Nuclear Stocks And Uranium: Executive Orders Vs. Economics

Nuclear energy has emerged as a top pick for Big Tech hyperscalers seeking to power artificial intelligence data centers. The result, what some are calling a "nuclear renaissance," has pushed nuclear stocks higher. However, the trend presents several major problems. Among those: The U.S. imports the vast majority of the uranium needed to fuel nuclear power plants.

President Donald Trump wants to change that. He aims to revive U.S. uranium mining after more than 50 years of decline and dependence on non-U.S. sources. Investors seem to be taking note. Nuclear and uranium stocks, led by Centrus Energy, Uranium Energy, Energy Fuels and Cameco, soared in September as the Trump administration doubled down on the need to shore up domestic uranium production.

To that end, Trump on May 23 signed four executive orders to expand domestic nuclear energy and strengthen U.S. uranium production, conversion, and enrichment capabilities to reduce dependence on foreign sources, particularly Russian supplies.

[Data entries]
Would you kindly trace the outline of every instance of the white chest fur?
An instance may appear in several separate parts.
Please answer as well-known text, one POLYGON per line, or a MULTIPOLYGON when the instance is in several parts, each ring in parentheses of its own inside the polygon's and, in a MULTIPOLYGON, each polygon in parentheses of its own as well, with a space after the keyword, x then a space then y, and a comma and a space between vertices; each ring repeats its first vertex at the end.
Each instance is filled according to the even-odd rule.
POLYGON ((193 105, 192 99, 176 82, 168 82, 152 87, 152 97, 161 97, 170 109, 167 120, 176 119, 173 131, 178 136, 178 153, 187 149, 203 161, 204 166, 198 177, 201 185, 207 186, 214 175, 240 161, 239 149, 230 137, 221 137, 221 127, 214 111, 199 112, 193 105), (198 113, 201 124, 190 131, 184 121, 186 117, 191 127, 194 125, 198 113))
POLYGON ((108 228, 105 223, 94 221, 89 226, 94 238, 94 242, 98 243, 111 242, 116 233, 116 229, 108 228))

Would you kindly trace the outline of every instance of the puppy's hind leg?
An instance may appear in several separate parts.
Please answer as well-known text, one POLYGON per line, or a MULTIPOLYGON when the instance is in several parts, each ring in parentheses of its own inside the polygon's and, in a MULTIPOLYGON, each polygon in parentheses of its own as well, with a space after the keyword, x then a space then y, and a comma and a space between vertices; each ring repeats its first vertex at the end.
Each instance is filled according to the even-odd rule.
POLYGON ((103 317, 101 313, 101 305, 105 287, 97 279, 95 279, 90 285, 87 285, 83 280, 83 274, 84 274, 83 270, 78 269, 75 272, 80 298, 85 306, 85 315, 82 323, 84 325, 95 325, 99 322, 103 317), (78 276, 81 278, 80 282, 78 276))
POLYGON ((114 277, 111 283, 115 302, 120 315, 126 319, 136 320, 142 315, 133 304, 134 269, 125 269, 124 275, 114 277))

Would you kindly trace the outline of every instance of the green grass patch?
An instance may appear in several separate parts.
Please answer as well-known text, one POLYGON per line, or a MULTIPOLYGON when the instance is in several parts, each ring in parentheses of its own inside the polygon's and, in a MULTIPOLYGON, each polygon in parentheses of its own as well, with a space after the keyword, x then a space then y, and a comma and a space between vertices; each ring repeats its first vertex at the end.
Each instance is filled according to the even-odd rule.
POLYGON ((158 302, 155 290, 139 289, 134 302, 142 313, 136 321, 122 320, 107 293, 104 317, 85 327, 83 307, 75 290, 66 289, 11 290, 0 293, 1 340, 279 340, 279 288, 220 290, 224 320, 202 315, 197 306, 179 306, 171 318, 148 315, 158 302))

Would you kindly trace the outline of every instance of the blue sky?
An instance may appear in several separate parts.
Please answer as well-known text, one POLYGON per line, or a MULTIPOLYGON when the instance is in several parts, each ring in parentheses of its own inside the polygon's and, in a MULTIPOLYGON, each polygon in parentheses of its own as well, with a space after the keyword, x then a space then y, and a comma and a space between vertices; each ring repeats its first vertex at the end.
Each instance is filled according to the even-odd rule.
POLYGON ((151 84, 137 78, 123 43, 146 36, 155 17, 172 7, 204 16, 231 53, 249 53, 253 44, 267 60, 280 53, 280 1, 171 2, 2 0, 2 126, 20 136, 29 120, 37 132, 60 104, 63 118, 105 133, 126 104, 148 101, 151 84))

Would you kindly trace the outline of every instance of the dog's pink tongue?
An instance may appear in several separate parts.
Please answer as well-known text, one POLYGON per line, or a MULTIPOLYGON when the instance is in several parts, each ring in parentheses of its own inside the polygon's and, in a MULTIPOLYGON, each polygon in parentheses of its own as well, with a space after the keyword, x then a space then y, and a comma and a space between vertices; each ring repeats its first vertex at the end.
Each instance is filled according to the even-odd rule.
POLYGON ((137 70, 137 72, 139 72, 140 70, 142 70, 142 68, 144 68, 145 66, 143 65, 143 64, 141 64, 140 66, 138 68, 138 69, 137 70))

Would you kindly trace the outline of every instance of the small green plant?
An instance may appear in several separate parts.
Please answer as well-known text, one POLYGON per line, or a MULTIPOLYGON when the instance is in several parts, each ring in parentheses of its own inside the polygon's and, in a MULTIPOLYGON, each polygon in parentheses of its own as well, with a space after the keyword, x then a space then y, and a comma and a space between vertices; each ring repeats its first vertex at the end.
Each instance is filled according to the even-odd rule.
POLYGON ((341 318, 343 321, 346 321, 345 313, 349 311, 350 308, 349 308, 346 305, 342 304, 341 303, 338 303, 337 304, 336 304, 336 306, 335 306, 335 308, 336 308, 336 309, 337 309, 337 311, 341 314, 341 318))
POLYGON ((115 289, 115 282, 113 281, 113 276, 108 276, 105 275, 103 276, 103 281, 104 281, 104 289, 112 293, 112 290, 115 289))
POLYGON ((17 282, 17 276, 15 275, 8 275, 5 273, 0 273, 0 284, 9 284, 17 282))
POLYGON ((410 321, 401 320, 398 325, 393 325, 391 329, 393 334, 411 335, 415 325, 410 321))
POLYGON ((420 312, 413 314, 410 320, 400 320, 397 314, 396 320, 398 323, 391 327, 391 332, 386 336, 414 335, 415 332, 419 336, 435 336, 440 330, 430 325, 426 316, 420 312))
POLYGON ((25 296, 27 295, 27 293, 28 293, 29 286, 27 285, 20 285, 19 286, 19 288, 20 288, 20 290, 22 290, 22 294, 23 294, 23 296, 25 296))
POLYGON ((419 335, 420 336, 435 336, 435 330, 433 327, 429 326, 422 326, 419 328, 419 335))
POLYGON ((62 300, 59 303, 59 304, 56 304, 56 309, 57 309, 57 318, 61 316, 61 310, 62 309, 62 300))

> WHAT THIS TASK INVOLVES: Please rewrite everything from "Nuclear Stocks And" down to "domestic uranium production." in the passage on nuclear stocks, changing "hyperscalers" to "cloud providers". Work only from the passage on nuclear stocks.

> EXERCISE RESPONSE:
Nuclear Stocks And Uranium: Executive Orders Vs. Economics

Nuclear energy has emerged as a top pick for Big Tech cloud providers seeking to power artificial intelligence data centers. The result, what some are calling a "nuclear renaissance," has pushed nuclear stocks higher. However, the trend presents several major problems. Among those: The U.S. imports the vast majority of the uranium needed to fuel nuclear power plants.

President Donald Trump wants to change that. He aims to revive U.S. uranium mining after more than 50 years of decline and dependence on non-U.S. sources. Investors seem to be taking note. Nuclear and uranium stocks, led by Centrus Energy, Uranium Energy, Energy Fuels and Cameco, soared in September as the Trump administration doubled down on the need to shore up domestic uranium production.